_Material for this task_:
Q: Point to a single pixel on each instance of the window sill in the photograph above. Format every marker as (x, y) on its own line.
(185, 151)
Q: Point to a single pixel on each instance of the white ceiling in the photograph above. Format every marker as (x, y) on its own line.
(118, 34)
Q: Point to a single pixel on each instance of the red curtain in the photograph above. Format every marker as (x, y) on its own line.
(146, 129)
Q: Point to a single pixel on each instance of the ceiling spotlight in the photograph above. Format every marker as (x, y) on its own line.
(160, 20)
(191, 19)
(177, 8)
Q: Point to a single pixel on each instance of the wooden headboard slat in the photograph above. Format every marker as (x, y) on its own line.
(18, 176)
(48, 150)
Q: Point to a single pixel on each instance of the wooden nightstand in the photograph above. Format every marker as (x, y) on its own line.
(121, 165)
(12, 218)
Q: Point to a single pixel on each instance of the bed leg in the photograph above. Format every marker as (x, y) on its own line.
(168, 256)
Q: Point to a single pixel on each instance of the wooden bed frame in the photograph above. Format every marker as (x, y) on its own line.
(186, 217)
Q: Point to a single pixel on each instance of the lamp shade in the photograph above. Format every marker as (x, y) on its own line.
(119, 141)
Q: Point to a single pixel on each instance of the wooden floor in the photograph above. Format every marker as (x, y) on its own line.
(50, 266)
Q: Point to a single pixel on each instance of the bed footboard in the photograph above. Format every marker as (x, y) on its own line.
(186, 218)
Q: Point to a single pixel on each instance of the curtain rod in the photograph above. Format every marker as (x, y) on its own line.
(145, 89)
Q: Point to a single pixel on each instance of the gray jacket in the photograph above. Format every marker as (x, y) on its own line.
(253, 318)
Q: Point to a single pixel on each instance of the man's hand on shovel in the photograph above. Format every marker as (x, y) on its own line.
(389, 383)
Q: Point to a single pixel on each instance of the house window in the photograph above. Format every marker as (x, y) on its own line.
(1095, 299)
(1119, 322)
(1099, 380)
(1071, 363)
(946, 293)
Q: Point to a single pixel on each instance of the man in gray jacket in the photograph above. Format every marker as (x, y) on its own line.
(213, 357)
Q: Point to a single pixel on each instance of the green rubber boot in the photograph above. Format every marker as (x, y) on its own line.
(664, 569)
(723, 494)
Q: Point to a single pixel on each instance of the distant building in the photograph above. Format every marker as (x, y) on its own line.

_Task requirements_: Set down every record above exactly as given.

_Problem solution_:
Q: Point to a single pixel on each instance of the window sill in the photograph above. Format every marker as (x, y) on its own line.
(185, 151)
Q: Point to a single pixel on each instance of the white ceiling in the photograph above. Format every marker as (x, y) on its own line.
(118, 34)
Q: Point to a single pixel on each instance of the red curtain in the photograph above. Format every marker as (x, y) on its own line.
(146, 129)
Q: Point to a single pixel on each instance of the ceiling spotlight in the photograph above. Format every marker as (x, y) on its own line.
(160, 20)
(191, 19)
(177, 8)
Q: Point to a single pixel on each instance of the wooden headboard slat in the photograph above. Format every marker as (x, y) on its own line.
(18, 176)
(48, 150)
Q: Point to a single pixel on each instance of the wooden nightstand in the photograph above. Format every marker as (x, y) on its own line.
(121, 165)
(12, 218)
Q: Point to a single pixel on each instance of the bed leg in the photograph above. Format every marker as (x, y) on its own line.
(168, 256)
Q: Point to a single pixel on each instance of the wooden bed frame in the photograph above. Format every marker as (x, y) on its own line.
(186, 217)
Q: Point to a single pixel on each instance of the lamp shade in the photograph above. Format every marker as (x, y) on its own line.
(119, 141)
Q: Point to a single pixel on each instance of the wooden floor in the photograph above. Format every marker as (x, y) on its own line.
(50, 266)
Q: Point to a single pixel on each instance of the bed footboard in the photograph above. Format every marker as (x, y) on its own line.
(186, 218)
Q: Point to a single pixel on each instance of the curtain rod in the photograph above. Format every marker as (x, y) on its own line.
(145, 89)
Q: Point to a single pixel on each instance of the gray jacket in the photograph above. Format every marker as (x, y) on its own line.
(253, 318)
Q: Point to a single pixel on each instance of the man's hand on shovel in the photograph above. Format every marker as (x, y) on its own line.
(389, 383)
Q: Point to a single pixel on each instance of the house window in the photograph above. Format every marker as (x, y) on its own line.
(1095, 299)
(1119, 322)
(1099, 380)
(1071, 363)
(946, 293)
Q: Point to a single pixel on each instance of the man in gray jacket in the photograph above. Format every marker as (x, y) on its own line.
(213, 357)
Q: Point to a single pixel on each instance of the green rubber boot in the photograph above. Format every marker as (x, y) on its own line.
(664, 569)
(723, 494)
Q: Point to a single pixel on each instance of the distant building in the photograph above. Format every marker as (x, y) on its own line.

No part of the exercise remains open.